> _Stated exercise_
Copy the listing below from the line with "Expected: one point per instance of the smiling" through its end, requests included, and shift every coordinate in the answers by adding 47.
--
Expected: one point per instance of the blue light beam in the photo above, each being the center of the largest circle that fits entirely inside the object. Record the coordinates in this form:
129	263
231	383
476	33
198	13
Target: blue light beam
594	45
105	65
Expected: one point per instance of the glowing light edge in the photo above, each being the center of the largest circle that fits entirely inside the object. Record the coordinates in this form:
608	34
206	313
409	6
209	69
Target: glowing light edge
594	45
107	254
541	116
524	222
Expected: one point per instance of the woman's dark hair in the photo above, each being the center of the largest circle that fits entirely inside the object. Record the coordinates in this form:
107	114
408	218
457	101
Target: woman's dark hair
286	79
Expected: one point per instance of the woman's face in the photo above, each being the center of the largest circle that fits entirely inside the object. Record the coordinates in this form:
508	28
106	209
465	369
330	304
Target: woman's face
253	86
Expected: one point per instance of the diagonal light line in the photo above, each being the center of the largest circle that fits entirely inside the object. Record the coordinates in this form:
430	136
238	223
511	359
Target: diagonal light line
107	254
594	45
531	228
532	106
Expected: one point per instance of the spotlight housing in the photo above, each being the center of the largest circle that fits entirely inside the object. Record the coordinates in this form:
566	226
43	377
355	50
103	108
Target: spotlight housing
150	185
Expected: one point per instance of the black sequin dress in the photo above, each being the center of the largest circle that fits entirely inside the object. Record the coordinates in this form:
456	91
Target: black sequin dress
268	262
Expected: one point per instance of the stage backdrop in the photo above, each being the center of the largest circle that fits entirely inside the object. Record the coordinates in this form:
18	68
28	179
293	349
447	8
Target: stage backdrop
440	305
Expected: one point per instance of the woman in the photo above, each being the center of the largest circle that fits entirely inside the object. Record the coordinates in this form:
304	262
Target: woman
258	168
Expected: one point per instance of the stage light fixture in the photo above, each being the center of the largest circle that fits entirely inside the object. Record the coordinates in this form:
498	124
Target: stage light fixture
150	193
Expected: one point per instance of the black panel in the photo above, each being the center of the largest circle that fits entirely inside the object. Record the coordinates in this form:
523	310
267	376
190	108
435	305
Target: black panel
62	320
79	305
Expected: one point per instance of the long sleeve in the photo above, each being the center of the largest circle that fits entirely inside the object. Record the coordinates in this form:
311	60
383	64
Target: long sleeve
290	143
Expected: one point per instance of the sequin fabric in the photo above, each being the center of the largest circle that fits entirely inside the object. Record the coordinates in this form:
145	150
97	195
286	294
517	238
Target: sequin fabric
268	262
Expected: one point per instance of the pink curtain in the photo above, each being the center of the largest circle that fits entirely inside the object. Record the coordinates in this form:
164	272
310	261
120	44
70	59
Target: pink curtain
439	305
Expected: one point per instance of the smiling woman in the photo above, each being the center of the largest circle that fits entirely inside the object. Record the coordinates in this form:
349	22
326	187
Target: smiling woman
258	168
--
> _Solution for this problem_
Expected: one point per instance of the smiling woman in the photo above, each being the center of the largest circle that fits entirely inside the object. Record the coordinates in this form:
349	22
326	187
Target: smiling woman
305	215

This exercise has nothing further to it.